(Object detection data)
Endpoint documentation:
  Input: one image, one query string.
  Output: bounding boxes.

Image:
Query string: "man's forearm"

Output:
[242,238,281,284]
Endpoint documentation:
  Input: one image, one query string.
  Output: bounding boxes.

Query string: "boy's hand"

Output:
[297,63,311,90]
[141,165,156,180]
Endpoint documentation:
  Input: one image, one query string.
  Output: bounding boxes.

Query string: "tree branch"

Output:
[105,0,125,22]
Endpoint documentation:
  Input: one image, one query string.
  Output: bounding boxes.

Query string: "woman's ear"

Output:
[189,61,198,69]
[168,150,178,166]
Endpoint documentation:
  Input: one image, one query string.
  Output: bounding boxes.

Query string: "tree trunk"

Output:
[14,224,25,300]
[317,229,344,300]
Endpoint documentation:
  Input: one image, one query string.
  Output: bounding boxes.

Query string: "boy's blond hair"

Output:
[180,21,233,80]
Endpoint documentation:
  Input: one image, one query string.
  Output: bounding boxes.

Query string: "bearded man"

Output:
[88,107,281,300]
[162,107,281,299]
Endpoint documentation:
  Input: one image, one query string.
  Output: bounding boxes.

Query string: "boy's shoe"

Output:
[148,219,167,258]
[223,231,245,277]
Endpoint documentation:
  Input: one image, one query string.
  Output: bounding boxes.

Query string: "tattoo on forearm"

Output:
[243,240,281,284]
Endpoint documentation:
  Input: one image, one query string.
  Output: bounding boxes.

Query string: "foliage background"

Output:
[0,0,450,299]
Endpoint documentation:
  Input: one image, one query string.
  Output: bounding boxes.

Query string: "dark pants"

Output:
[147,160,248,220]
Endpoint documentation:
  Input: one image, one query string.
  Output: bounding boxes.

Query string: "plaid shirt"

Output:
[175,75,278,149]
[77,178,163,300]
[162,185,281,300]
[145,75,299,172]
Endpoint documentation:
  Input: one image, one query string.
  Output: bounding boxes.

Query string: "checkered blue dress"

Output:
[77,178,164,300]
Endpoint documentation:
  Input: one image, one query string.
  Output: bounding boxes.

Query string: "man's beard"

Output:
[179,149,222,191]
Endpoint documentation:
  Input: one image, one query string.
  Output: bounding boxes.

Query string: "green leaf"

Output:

INSTRUCTION >> Please locate every line of the material above that contains the word "tree" and copy each one. Case counts.

THE ANSWER >>
Query string: "tree branch"
Query string: "tree trunk"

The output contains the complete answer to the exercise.